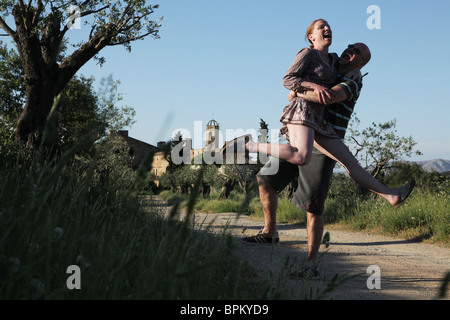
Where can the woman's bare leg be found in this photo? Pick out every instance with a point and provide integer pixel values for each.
(298, 151)
(337, 150)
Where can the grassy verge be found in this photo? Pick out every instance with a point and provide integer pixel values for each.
(55, 216)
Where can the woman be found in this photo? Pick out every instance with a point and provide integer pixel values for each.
(303, 122)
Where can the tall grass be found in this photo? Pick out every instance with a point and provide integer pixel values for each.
(55, 215)
(424, 216)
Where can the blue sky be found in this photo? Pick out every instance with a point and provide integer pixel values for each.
(226, 60)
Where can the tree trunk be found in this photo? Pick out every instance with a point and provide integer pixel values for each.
(44, 78)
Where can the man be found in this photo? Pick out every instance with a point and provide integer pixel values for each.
(313, 179)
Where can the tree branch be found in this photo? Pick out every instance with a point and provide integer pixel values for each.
(4, 26)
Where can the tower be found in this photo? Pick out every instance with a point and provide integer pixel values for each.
(212, 134)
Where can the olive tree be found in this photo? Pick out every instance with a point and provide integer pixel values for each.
(39, 30)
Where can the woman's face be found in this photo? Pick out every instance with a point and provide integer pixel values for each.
(321, 35)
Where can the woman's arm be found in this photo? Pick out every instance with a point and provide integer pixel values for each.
(339, 94)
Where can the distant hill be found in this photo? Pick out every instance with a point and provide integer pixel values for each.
(438, 165)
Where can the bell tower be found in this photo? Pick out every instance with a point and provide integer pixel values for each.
(212, 134)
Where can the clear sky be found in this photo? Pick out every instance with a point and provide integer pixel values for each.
(226, 60)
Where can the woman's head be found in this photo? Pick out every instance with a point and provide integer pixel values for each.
(319, 34)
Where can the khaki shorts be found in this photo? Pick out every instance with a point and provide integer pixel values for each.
(312, 181)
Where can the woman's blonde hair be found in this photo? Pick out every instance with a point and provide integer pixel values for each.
(311, 29)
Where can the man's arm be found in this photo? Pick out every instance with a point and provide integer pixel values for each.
(340, 94)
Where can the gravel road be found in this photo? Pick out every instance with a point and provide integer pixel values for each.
(408, 270)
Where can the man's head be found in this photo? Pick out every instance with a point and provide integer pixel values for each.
(356, 55)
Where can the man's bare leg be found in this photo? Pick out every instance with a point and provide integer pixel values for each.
(269, 202)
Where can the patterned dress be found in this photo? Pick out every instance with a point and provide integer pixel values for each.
(309, 66)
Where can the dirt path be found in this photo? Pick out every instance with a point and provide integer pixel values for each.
(408, 270)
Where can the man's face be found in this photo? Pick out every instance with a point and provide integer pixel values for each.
(355, 55)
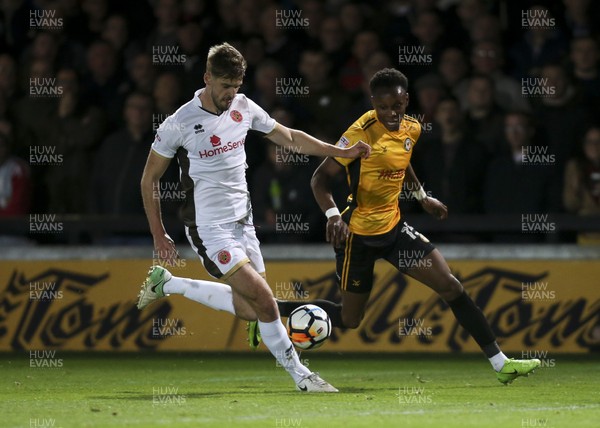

§ WORK TO COMPLETE: Copy all of the records above word for word, leaving the pictures out of your answer.

§ EXERCISE RESULT:
Where can the woman's bare leg be found in this photo? Pick out every instance with a point and provide integer pixel values for each.
(298, 151)
(337, 150)
Where can the grassy verge be found in this photo? Pick out every instance with a point and provide integer pixel values for each.
(55, 216)
Where can the woman be found in this photo? Pick out every instance with a point and provide integer pixel values for each.
(303, 122)
Where can the tall grass be found in this photo? Pick out every instance with a point and provide integer pixel values for each.
(55, 215)
(424, 216)
Where can the blue sky be found in this photo? Pick out every instance with a point and provide integer pixel values for each.
(226, 60)
Where can the tree trunk be found in this photo? Pick out every instance with a point and provide integer pixel values for each.
(44, 78)
Where can the man be found in this photo? Pick out every instance with a point and provide integer pixel values for each.
(313, 179)
Where can the tree branch be found in this photo? Pick out every instance with a point and provide integer pixel values for each.
(4, 26)
Where can the tower be found in this photo? Pick out every instance with a point and provide integer pixel values for each.
(212, 134)
Where can the olive tree be found in this photo? Pick out every instance with a point and provide integer pixel values for each.
(39, 30)
Where can the woman's face be found in this photo? Pick out every instance with a point and provide integer pixel values for each.
(321, 35)
Where can the woman's arm be found in this photo? Pick out every instance with a point and provide integer pixel values for each.
(339, 94)
Where can the distant hill be found in this photo? Pick out every instance with a point and provide integer pixel values for each.
(438, 165)
Where can the bell tower be found in this photo? Pick out every instance with a point and provide integer pixel values for each.
(212, 134)
Where can the clear sky be found in this photo? Pick out every instance with a point and provide integer pixel values for each.
(226, 60)
Where can the woman's head be found in this photo? Pick out every instance with a point and provide integer pixel values for each.
(319, 34)
Where can the khaki shorts be found in this photo? Pick out every instance with a point and provide integer pixel values for each.
(312, 181)
Where can the woman's blonde hair be found in this photo? Pick out every instance with a point and provide integer pixel values for each.
(311, 29)
Where can the man's arm be found in this photo? Pick out every instance with a point and provide integer pixel values for each.
(340, 94)
Where can the gravel road be found in this photo? Pick out every instance with a point and provide integer pixel values for each.
(408, 270)
Where can the man's head be found in this photo? Pick out every instance with a point and provide integer pixel values for each.
(356, 55)
Where can the man's bare leg be found in this photo? Pick out every instance with a point and provide integer pixel values for each.
(269, 202)
Where can the patterned dress be found in this photo? Pick out every instance with a point and provide integer pixel values for each.
(309, 66)
Where can the dirt path be found in this photo? Pick out every instance with a point and provide integer pixel values for each.
(408, 270)
Where can the man's face be found in this photo? Pick out every instance with a point and provide integer pixel values for each.
(355, 55)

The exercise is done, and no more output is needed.